**AUFGABEN**.
1) Beantworten Sie anhand des Textes zum AGG bei Vorständen:
(a) Welche zwei Bereiche nennt Rz. 597, in denen Vorstände unter den Anwendungsbereich des AGG fallen?
(b) Weshalb war Frau Danosa als Organ abberufen worden?
(c) Welche Vorschrift nennt der Text als Grundlage für einen Entschädigungsanspruch bei Nichtberücksichtigung wegen Alters?
2) Führen Sie den Text zum AGG bei Vorständen im Anschluss an seinen letzten Satz weiter.

**VORLIEGENDER TEXT**.
Rz. 597

Gem. § 6 Abs. 3 AGG fallen auch Vorstände entsprechend unter den Anwendungs-/Schutzbereich des AGG, soweit es die Bedingungen für den Zugang zur Erwerbstätigkeit sowie den beruflichen Aufstieg betrifft.

 

Rz. 598

Ob diese beschränkte Anwendung des AGG – lediglich auf den Zugang und den Aufstieg – europarechtskonform ist, muss nach der Danosa-Entscheidung des EuGH (vgl. EuGH v. 11.11.2010 – Rs. C-232/09, NZA 2011, 143 = DB 2011, 2270) für den Fall einer Trennung bezweifelt werden (ebenso Bauer/von Medem, NZA 2014, 238 ff., 239; Bauer, GWR 2010, 586). Denn im EUGH-Fall Danosa ging es um eine Trennung. Frau Danosa war aufgrund ihrer Schwangerschaft als (Geschäftsführungs-) Organ (unwirksam) abberufen worden. In der Tendenz ist davon auszugehen, dass aufgrund dieser EuGH-Rspr. das AGG umfassend auch für Vorstände Anwendung finden könnte. Von besonderer Bedeutung sind bei Trennungen oder Nichtverlängerungen/Neuabschlüssen Altersgrenzen, die vermehrt Gegenstand gerichtlicher Auseinandersetzungen sind (Altersdiskriminierung). Die Nichtberücksichtigung wegen Alters (62 Jahre) in einem neuen Auswahlverfahren nach Auslaufen eines Fünf-Jahresvertrags kann zu einem Entschädigungsanspruch nach § 15 Abs. 2 AGG führen (vgl. BGH v. 23.4.2012 – II ZR 163/10, NZA 2012, 797 = DB 2012, 1499 medizinischer Geschäftsführer der Kliniken der Stadt Köln; kritisch zu Altersgrenzen bei Organmitgliedern, Thüsing, NZG 2011, 641). Die neuere Entwicklung bestätigt die bereits in der Vorauflage beschriebene Tendenz. Denn nach der aktuellen Rechtsprechung des BGH ist der Fremdgeschäftsführer als Organ der GmbH bei europarechtskonformer Auslegung jedenfalls insoweit als Arbeitnehmer i.S.v. § 6 Abs. 1 S. 1 Nr. 1 AGG anzusehen, wie bei einer Kündigung seines Geschäftsführerdienstvertrags der sachliche Anwendungsbereich des Allgemeinen Gleichbehandlungsgesetzes über § 2 Abs. 1 Nr. 2 AGG eröffnet ist (vgl. BGH v. 26.3.2019 – II ZR 244/17, juris). Damit war im Entscheidungsfall die Kündigung letztlich unwirksam wegen Altersdiskriminierung.

**DIE DATEN**.
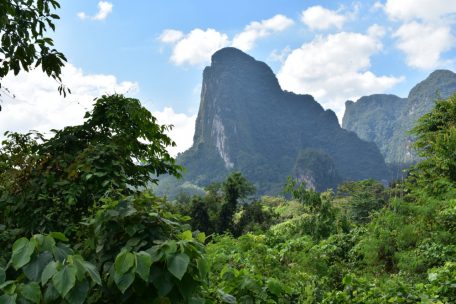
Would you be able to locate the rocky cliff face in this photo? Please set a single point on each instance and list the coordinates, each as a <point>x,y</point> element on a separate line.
<point>247,123</point>
<point>385,119</point>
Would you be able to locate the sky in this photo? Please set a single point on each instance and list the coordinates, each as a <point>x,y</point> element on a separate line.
<point>156,51</point>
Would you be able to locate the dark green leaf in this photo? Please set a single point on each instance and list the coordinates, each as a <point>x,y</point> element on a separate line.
<point>65,279</point>
<point>48,272</point>
<point>143,263</point>
<point>178,264</point>
<point>79,293</point>
<point>34,269</point>
<point>7,299</point>
<point>123,281</point>
<point>22,251</point>
<point>31,292</point>
<point>124,261</point>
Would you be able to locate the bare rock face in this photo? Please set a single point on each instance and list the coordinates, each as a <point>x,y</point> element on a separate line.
<point>247,123</point>
<point>386,119</point>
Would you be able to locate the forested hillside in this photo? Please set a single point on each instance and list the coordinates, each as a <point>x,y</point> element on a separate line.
<point>76,225</point>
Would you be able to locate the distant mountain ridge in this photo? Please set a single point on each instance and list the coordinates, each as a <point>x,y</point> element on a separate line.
<point>386,119</point>
<point>247,123</point>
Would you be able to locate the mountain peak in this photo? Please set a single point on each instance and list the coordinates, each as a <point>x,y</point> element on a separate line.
<point>230,54</point>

**LÖSUNGEN**.
1)
(a) Die Bedingungen für den Zugang zur Erwerbstätigkeit und den beruflichen Aufstieg.
(b) Aufgrund ihrer Schwangerschaft.
(c) § 15 Abs. 2 AGG.

2)
 

Hinweis

Dies bedeutet, dass sowohl bei dem

"Ob" der Vorstandsbestellung als auch bei dem
"Wie lange" der Vorstandsbestellung als auch bei der
"Nichtverlängerung" der Vorstandsbestellung (Wiederbestellung) als auch bei dem
"Widerruf" der Vorstandsbestellung/Trennungsgrund

das Verbot der Altersdiskriminierung zu berücksichtigen ist.

 

Rz. 599

Eine nicht geschlechtsneutral ausgeschriebene Stellenbeschreibung stellt jedenfalls einen Verstoß gegen § 11, § 7 Abs. 1 AGG dar, der zu einem Entschädigungsanspruch nach § 15 Abs. 2 AGG führt (vgl. OLG Karlsruhe v. 13.9.2011 – 17 U 99/10, GmbHR 2011, 1147). Dabei kommt regelmäßig in diesen Fällen dem klagenden Vorstand/Kandidaten die Beweiserleichterung nach § 22 AGG zugute.